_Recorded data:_
+ + +
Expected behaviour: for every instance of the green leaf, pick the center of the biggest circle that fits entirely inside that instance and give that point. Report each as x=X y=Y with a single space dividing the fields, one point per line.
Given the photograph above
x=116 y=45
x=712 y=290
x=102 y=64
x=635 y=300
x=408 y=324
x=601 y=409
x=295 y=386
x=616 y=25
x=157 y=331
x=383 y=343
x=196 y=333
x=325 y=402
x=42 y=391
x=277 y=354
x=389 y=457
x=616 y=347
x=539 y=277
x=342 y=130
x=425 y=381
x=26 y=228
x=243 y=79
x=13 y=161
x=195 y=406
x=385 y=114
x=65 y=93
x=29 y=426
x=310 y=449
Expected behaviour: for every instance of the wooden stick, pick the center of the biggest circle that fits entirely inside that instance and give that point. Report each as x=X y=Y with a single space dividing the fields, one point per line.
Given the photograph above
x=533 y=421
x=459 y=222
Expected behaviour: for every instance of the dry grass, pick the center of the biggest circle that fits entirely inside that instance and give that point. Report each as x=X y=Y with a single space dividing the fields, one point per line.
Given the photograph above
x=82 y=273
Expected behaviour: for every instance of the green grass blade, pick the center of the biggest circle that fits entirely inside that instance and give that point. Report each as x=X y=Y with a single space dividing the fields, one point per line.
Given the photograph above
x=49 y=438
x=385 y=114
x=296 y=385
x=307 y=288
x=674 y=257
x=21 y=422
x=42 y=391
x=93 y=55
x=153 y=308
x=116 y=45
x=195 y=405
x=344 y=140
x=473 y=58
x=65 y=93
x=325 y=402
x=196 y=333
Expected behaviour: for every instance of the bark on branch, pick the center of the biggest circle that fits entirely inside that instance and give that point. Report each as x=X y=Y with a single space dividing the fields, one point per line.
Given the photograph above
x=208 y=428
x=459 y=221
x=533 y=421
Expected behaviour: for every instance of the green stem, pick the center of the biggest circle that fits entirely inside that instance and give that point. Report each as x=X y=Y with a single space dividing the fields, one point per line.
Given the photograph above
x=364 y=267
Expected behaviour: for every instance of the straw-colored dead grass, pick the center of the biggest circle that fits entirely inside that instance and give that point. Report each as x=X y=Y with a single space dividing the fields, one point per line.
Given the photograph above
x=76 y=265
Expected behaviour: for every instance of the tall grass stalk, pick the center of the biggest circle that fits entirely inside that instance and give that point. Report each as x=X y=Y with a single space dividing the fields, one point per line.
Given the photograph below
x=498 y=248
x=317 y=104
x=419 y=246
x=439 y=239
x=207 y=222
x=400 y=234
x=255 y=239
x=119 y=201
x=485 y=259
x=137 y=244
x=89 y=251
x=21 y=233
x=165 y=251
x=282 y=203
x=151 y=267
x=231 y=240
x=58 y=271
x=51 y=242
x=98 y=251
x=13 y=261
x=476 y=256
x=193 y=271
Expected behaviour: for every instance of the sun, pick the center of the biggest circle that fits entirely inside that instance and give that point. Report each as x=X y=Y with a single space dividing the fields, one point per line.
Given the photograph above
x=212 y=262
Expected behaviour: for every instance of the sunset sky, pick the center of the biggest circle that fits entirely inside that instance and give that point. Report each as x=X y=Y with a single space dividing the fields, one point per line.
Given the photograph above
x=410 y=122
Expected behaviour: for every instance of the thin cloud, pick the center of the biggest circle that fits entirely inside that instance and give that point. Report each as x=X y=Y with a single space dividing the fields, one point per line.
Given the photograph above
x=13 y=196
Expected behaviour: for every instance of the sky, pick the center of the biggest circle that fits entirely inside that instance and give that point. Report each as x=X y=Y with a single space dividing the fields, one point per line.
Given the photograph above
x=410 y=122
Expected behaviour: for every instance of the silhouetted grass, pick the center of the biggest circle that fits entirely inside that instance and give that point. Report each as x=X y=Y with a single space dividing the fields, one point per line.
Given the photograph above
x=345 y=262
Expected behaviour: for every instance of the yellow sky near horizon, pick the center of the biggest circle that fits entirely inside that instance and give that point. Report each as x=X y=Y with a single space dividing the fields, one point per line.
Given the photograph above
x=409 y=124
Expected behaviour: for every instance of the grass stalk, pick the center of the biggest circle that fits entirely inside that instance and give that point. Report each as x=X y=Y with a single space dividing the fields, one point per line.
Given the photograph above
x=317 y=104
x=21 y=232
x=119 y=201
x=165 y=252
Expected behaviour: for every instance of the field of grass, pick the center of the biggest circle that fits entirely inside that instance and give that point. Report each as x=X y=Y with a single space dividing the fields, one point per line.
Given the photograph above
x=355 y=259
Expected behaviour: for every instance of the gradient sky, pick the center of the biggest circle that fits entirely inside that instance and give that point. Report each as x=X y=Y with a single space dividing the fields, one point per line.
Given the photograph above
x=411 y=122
+ + +
Repeat all of the records above, substituting "largest" for each "biggest" and changing nothing else.

_Task result:_
Expected behaviour: for every instance of the green leaf, pick the center of the largest circle that fits entirely inside that instance and give that point. Report each as x=X y=Y with a single space dividing the fields, one point per line.
Given the photograph above
x=116 y=45
x=712 y=290
x=102 y=64
x=635 y=300
x=408 y=324
x=601 y=409
x=295 y=386
x=616 y=25
x=157 y=331
x=383 y=343
x=196 y=333
x=325 y=402
x=42 y=391
x=277 y=354
x=389 y=457
x=616 y=347
x=539 y=277
x=342 y=130
x=425 y=381
x=26 y=228
x=243 y=79
x=13 y=161
x=195 y=406
x=385 y=114
x=65 y=93
x=29 y=426
x=310 y=449
Expected behaviour: for every instance of the wooden stick, pick the center of the largest circle that fits entirely inside that instance and give that point. Report each as x=X y=Y with a single space dividing the fields, one point per line.
Given the photograph above
x=533 y=421
x=459 y=222
Expected behaviour: for every instance of the dry grass, pick the center of the largest circle that fits entirely inside that instance and give that point. Report each as x=X y=Y with a single space dividing the fields, one point per line.
Given the photograph above
x=82 y=273
Expected behaviour: for every instance of the green grass blade, pick the center of the largest circle that fits entirely inside that instance and give that point. Report each as x=X y=Y with a single space dividing the fields, one point per line.
Given the photograph above
x=49 y=438
x=385 y=114
x=296 y=385
x=307 y=288
x=674 y=257
x=21 y=422
x=42 y=391
x=93 y=55
x=153 y=308
x=116 y=45
x=195 y=405
x=344 y=140
x=473 y=58
x=65 y=93
x=325 y=402
x=196 y=333
Expected behaviour: for every instance of the bark on branch, pick the center of the largest circle that fits entirely inside that instance and give that point. Report each as x=X y=Y with a single space dividing the fields, one point per line.
Given the photograph above
x=208 y=428
x=459 y=221
x=533 y=421
Expected behaviour: for every instance of the green stem, pick the center of the largest circle that fits entirely inside that instance and give that point. Report each as x=X y=Y with a single space dividing the fields, one point per line.
Given the photograph above
x=364 y=267
Expected behaviour: for every instance of the straw-colored dead grass, pick the center of the largest circle that fits entirely inside that instance and give that point. Report each as x=X y=Y with a single space dividing the fields, one point per line.
Given the photograph above
x=76 y=265
Expected behaviour: for every instance of the tall grass stalk, pick the center of the largest circle that fits entirely inside that instance and give that point. Report each as x=X y=Y with a single space dividing the fields, one point per line.
Given the photograph below
x=498 y=248
x=317 y=104
x=419 y=246
x=439 y=239
x=207 y=222
x=400 y=234
x=255 y=239
x=119 y=201
x=485 y=259
x=137 y=244
x=89 y=251
x=21 y=233
x=165 y=251
x=282 y=203
x=151 y=267
x=231 y=240
x=58 y=271
x=51 y=242
x=98 y=251
x=13 y=261
x=476 y=256
x=193 y=271
Expected behaviour: for every instance of the sun, pick the center of the largest circle that fits entirely inside that instance and give that point. Report each as x=X y=Y with a single space dividing the fields, one point per line.
Given the photograph above
x=212 y=262
Expected behaviour: for every instance of the sunset sky, pick the center of the largest circle that fits entirely inside that instance and give that point. Report each as x=X y=Y with a single space dividing the fields, one point per line.
Given the photograph above
x=410 y=122
Expected behaviour: for every instance of the thin cloud, pick the center of the largest circle that fits entirely inside that instance and give that point. Report each as x=X y=Y with a single space dividing the fields, one point per line.
Given the photograph above
x=13 y=196
Expected behaviour: for every instance of the sky, pick the center of the largest circle that fits entirely inside that instance and give that point. Report each as x=X y=Y with a single space dividing the fields, one point per line.
Given the photograph above
x=410 y=122
Expected behaviour: for every instance of the silhouetted grass, pick the center of the largest circle that fits entirely inside that instance and give that point. Report each as x=X y=Y with a single space dividing the fields, one point per line.
Given the photograph above
x=345 y=262
Expected behaviour: for every instance of the yellow sky near horizon, pick the center of the largest circle that fits entirely inside that instance and give that point. Report each as x=X y=Y with a single space dividing the fields, one point per line.
Given the photograph above
x=409 y=124
Expected behaviour: for every instance of the grass stalk, pick the center of the largest circle that fits entirely inside that instance and give that point. Report each as x=X y=Y with a single space dividing the fields, one point per line.
Given the photograph above
x=317 y=104
x=21 y=232
x=119 y=201
x=165 y=252
Expected behaviour: for every instance of the field of grass, pick the center of the largest circle that fits entirely inside that instance and give that point. Report each as x=X y=Y with a single space dividing the fields, one point per line.
Given the photograph above
x=355 y=259
Expected behaviour: for every instance of the gradient sky, pick the center of the largest circle that fits entirely inside that instance and give that point. Report each as x=X y=Y with a single space dividing the fields, one point per line.
Given the photograph above
x=411 y=122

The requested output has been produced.